* _Instructions for the task_:
Which lines in the entries below contain the word "bare"? Report every such line in full.

[Entries from a data source]
════════════════════

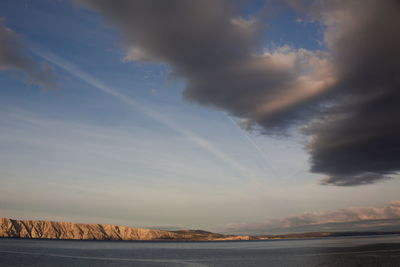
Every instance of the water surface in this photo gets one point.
(343, 251)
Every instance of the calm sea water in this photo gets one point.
(349, 251)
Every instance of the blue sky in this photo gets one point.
(116, 142)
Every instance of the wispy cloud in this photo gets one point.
(12, 57)
(162, 119)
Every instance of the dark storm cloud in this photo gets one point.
(357, 217)
(352, 89)
(13, 58)
(219, 54)
(357, 141)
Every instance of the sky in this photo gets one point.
(240, 116)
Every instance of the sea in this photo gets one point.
(334, 251)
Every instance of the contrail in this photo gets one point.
(254, 144)
(89, 79)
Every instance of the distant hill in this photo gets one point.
(68, 230)
(10, 228)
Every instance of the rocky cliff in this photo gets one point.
(67, 230)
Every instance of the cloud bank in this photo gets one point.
(348, 215)
(347, 94)
(13, 58)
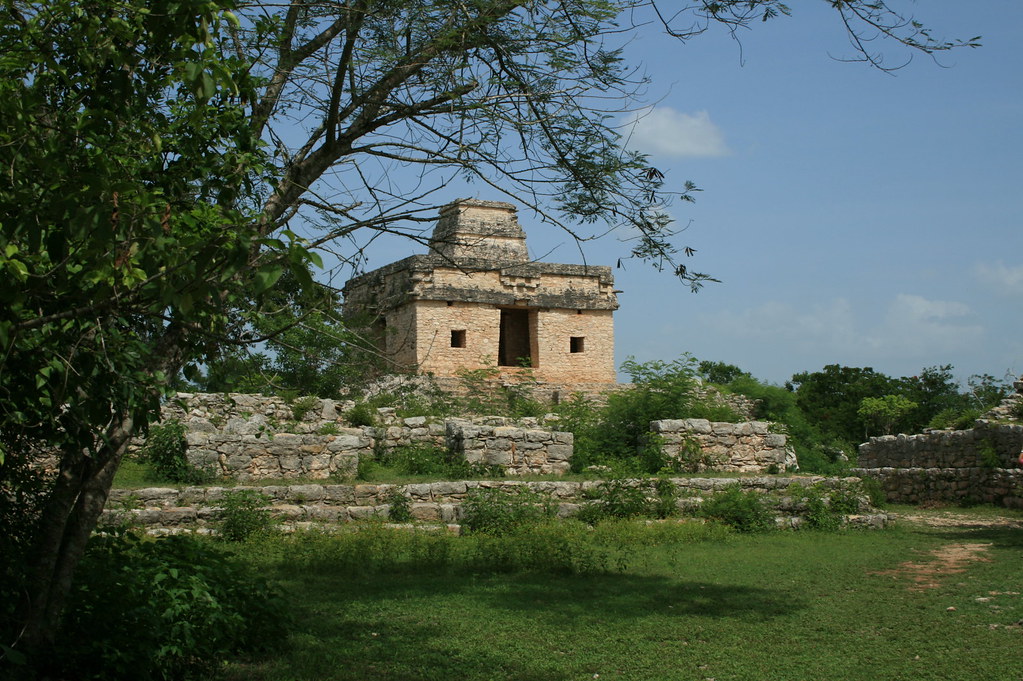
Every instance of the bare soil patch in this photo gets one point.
(942, 561)
(951, 558)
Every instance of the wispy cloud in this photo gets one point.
(663, 131)
(1007, 278)
(907, 325)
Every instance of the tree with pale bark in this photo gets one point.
(166, 162)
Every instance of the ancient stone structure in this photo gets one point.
(983, 464)
(478, 302)
(702, 445)
(979, 465)
(301, 505)
(519, 451)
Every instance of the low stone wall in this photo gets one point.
(959, 486)
(980, 465)
(251, 457)
(749, 447)
(519, 451)
(239, 412)
(991, 446)
(197, 507)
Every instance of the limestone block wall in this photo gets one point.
(519, 451)
(250, 457)
(593, 361)
(197, 507)
(980, 465)
(748, 447)
(991, 446)
(241, 413)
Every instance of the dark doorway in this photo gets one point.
(514, 347)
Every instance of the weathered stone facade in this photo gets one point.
(979, 465)
(518, 451)
(477, 302)
(249, 438)
(196, 507)
(749, 448)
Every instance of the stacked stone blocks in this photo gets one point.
(979, 465)
(747, 448)
(518, 451)
(197, 507)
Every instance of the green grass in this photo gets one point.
(692, 603)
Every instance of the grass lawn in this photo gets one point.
(690, 604)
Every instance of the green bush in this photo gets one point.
(424, 459)
(743, 510)
(399, 507)
(243, 514)
(495, 511)
(618, 435)
(875, 492)
(303, 406)
(361, 414)
(816, 511)
(616, 498)
(166, 451)
(954, 419)
(166, 609)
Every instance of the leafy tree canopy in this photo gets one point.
(161, 157)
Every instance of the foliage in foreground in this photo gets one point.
(165, 609)
(618, 435)
(798, 606)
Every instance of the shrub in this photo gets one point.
(743, 510)
(616, 498)
(816, 512)
(424, 459)
(875, 492)
(243, 514)
(399, 507)
(496, 511)
(954, 419)
(166, 451)
(361, 414)
(172, 608)
(303, 406)
(618, 435)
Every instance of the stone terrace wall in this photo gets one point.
(732, 447)
(237, 437)
(981, 465)
(519, 451)
(196, 507)
(250, 457)
(946, 449)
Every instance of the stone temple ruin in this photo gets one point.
(477, 301)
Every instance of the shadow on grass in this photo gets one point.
(522, 626)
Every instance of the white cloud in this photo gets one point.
(665, 132)
(1004, 277)
(907, 326)
(915, 324)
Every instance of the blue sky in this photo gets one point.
(853, 217)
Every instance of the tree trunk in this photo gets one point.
(68, 519)
(72, 510)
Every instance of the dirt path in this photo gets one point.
(953, 558)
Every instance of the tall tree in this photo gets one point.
(160, 156)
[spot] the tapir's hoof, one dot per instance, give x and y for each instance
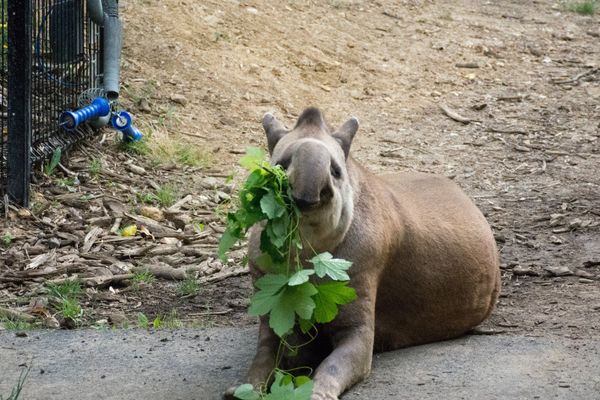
(321, 396)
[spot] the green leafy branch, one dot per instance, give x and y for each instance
(288, 293)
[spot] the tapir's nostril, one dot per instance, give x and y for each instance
(305, 204)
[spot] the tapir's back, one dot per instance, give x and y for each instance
(442, 279)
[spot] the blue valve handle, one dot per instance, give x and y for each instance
(122, 121)
(70, 120)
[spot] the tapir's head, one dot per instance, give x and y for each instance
(315, 159)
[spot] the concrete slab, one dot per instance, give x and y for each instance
(199, 364)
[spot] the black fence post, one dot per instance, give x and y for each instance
(19, 100)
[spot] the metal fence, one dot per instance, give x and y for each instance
(51, 54)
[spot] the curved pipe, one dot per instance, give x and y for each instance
(105, 13)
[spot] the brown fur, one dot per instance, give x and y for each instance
(425, 265)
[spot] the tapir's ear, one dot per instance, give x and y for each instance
(274, 130)
(346, 133)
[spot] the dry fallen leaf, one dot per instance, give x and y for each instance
(129, 231)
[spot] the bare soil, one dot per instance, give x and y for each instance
(524, 78)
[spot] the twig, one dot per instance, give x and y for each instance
(454, 115)
(506, 130)
(211, 313)
(66, 170)
(577, 77)
(224, 275)
(14, 314)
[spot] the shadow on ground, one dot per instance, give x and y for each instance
(199, 364)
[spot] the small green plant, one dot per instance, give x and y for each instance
(198, 227)
(166, 195)
(144, 277)
(14, 324)
(171, 320)
(71, 309)
(588, 7)
(143, 321)
(95, 168)
(67, 183)
(288, 292)
(188, 287)
(7, 239)
(146, 198)
(50, 166)
(16, 391)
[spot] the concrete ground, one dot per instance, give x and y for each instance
(200, 364)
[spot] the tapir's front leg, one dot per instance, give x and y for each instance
(350, 360)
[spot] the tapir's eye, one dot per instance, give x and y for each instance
(284, 163)
(335, 170)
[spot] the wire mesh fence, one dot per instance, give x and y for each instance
(4, 101)
(51, 54)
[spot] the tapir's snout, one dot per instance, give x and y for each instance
(309, 177)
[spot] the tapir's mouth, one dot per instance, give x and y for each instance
(311, 205)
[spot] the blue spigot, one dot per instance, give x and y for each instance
(70, 120)
(121, 121)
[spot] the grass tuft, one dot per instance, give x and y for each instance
(16, 391)
(14, 324)
(588, 7)
(188, 287)
(66, 296)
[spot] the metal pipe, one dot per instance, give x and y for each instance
(106, 14)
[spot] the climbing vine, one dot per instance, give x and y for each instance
(291, 295)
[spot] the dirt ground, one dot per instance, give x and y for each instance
(524, 78)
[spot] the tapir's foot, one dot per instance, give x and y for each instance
(323, 396)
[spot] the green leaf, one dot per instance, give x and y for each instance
(280, 389)
(226, 242)
(306, 324)
(335, 268)
(246, 392)
(269, 294)
(301, 380)
(253, 159)
(300, 277)
(56, 156)
(329, 296)
(293, 300)
(271, 206)
(283, 388)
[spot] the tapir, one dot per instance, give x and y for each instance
(424, 261)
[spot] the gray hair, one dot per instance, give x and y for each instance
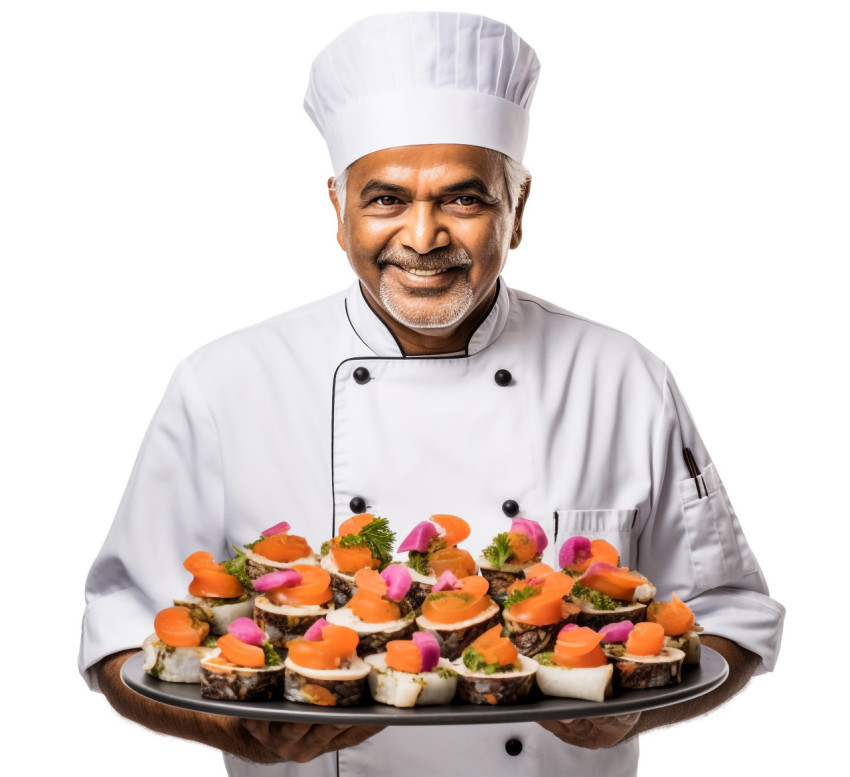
(513, 173)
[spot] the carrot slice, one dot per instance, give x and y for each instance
(524, 548)
(283, 548)
(241, 653)
(212, 584)
(175, 626)
(354, 524)
(314, 588)
(459, 562)
(202, 560)
(349, 560)
(494, 648)
(611, 580)
(370, 581)
(373, 609)
(579, 648)
(457, 530)
(453, 606)
(404, 656)
(645, 639)
(675, 617)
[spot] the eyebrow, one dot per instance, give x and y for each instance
(474, 184)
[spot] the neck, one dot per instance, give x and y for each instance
(427, 342)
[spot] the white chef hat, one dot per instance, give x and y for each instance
(409, 79)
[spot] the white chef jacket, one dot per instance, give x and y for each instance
(295, 417)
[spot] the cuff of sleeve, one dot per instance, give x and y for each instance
(111, 623)
(751, 619)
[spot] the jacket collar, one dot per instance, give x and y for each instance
(380, 340)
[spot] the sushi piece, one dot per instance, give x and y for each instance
(276, 549)
(364, 542)
(680, 629)
(492, 672)
(607, 594)
(378, 611)
(643, 661)
(323, 667)
(180, 640)
(577, 668)
(535, 611)
(511, 552)
(432, 549)
(411, 673)
(291, 601)
(220, 595)
(245, 667)
(459, 614)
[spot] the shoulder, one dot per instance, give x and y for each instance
(585, 341)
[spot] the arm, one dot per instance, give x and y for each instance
(593, 733)
(255, 740)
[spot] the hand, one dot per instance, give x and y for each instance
(302, 742)
(593, 733)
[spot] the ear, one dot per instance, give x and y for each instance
(516, 236)
(340, 232)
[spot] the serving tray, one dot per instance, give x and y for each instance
(696, 681)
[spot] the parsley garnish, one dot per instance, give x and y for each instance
(500, 551)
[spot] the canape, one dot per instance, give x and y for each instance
(458, 612)
(245, 667)
(363, 542)
(432, 549)
(378, 611)
(291, 601)
(577, 668)
(323, 667)
(180, 640)
(502, 562)
(490, 671)
(411, 673)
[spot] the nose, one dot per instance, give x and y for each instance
(423, 229)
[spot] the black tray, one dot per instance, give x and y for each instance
(696, 681)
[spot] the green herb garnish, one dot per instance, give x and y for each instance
(500, 551)
(377, 536)
(520, 595)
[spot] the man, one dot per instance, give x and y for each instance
(428, 387)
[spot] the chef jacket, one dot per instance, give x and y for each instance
(317, 414)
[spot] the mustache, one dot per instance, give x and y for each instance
(438, 259)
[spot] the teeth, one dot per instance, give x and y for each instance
(426, 272)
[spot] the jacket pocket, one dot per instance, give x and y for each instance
(719, 552)
(615, 526)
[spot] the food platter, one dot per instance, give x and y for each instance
(696, 681)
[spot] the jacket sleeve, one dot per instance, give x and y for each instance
(692, 543)
(173, 505)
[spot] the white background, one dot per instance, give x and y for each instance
(161, 186)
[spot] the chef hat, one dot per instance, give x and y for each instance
(418, 78)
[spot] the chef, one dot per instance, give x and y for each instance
(428, 386)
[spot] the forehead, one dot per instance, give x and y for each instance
(430, 165)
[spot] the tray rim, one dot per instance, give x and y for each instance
(696, 681)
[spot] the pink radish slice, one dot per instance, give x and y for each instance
(286, 578)
(616, 632)
(278, 528)
(398, 580)
(314, 633)
(445, 581)
(245, 630)
(419, 538)
(533, 530)
(573, 550)
(429, 648)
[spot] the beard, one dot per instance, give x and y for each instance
(423, 308)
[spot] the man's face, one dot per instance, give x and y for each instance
(427, 230)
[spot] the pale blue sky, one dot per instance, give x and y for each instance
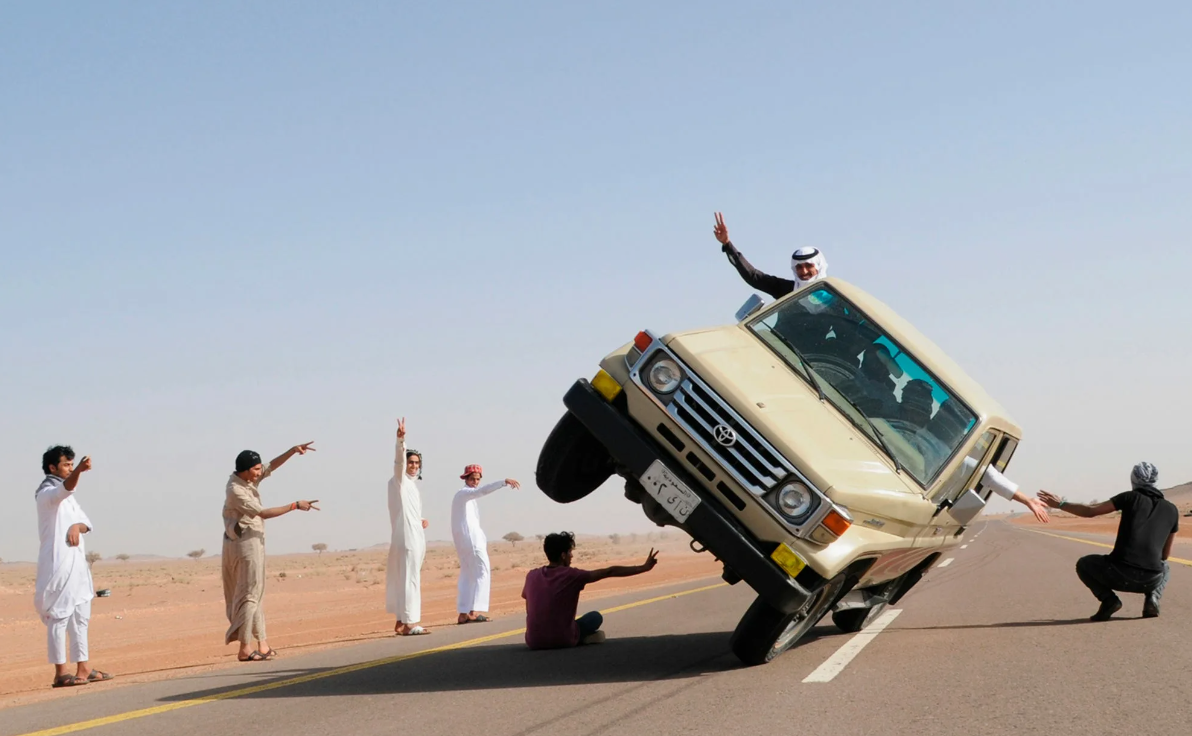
(231, 226)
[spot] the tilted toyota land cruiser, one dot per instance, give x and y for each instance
(821, 449)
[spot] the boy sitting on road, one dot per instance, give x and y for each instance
(552, 595)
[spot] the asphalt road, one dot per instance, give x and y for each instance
(997, 642)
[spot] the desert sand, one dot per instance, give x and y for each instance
(166, 617)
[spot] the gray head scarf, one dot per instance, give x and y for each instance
(1143, 478)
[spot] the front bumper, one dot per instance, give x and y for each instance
(709, 524)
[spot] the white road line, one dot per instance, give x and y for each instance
(838, 661)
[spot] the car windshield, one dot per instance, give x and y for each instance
(880, 387)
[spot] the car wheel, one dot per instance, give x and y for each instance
(572, 463)
(855, 619)
(764, 632)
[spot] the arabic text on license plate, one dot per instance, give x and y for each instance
(675, 496)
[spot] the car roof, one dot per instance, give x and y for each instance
(927, 353)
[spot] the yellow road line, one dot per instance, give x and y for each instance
(82, 725)
(1109, 546)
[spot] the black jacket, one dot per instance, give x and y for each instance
(773, 285)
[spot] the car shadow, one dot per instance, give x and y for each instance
(1055, 622)
(511, 666)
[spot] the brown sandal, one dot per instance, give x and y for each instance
(68, 681)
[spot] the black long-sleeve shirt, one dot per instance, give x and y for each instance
(773, 285)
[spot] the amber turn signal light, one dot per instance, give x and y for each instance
(836, 523)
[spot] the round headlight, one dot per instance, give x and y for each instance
(794, 500)
(664, 376)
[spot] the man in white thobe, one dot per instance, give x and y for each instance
(408, 543)
(472, 545)
(64, 589)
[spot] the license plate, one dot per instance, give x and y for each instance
(674, 495)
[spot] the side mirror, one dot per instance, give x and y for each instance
(967, 507)
(749, 308)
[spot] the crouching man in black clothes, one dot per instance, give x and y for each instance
(1137, 563)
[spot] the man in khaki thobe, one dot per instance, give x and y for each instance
(243, 550)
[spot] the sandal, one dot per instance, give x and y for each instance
(68, 681)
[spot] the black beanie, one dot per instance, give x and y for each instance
(247, 459)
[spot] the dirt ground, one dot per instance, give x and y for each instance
(167, 616)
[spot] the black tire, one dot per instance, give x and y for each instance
(572, 463)
(855, 619)
(764, 632)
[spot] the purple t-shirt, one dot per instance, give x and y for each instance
(552, 595)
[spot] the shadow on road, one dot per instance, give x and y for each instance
(1065, 622)
(513, 666)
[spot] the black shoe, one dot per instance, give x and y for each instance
(1107, 608)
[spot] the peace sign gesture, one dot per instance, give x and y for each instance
(721, 229)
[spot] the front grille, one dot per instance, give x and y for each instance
(750, 459)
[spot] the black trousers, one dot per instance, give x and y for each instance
(1104, 576)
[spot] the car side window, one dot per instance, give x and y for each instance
(966, 476)
(1005, 451)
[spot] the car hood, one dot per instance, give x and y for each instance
(820, 441)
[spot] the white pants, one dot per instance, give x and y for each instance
(473, 581)
(73, 626)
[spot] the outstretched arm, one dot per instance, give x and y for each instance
(773, 285)
(289, 453)
(399, 452)
(1080, 509)
(72, 480)
(626, 570)
(1007, 489)
(483, 490)
(278, 511)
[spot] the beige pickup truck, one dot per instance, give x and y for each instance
(821, 449)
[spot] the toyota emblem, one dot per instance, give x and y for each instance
(725, 435)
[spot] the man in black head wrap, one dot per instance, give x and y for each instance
(1138, 561)
(243, 549)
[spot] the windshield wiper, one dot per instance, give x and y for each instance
(877, 433)
(802, 364)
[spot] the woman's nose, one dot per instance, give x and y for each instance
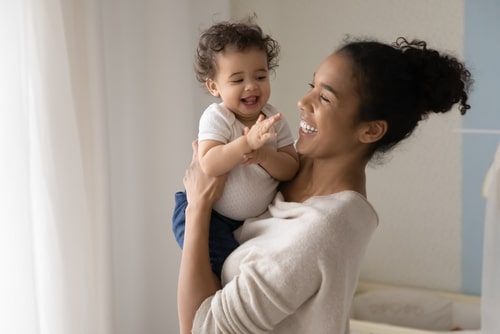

════════════════════

* _Final result_:
Every instance of the bare soil patch in this photo gets one point.
[spot] the bare soil, one dot per instance, give x and y for each instance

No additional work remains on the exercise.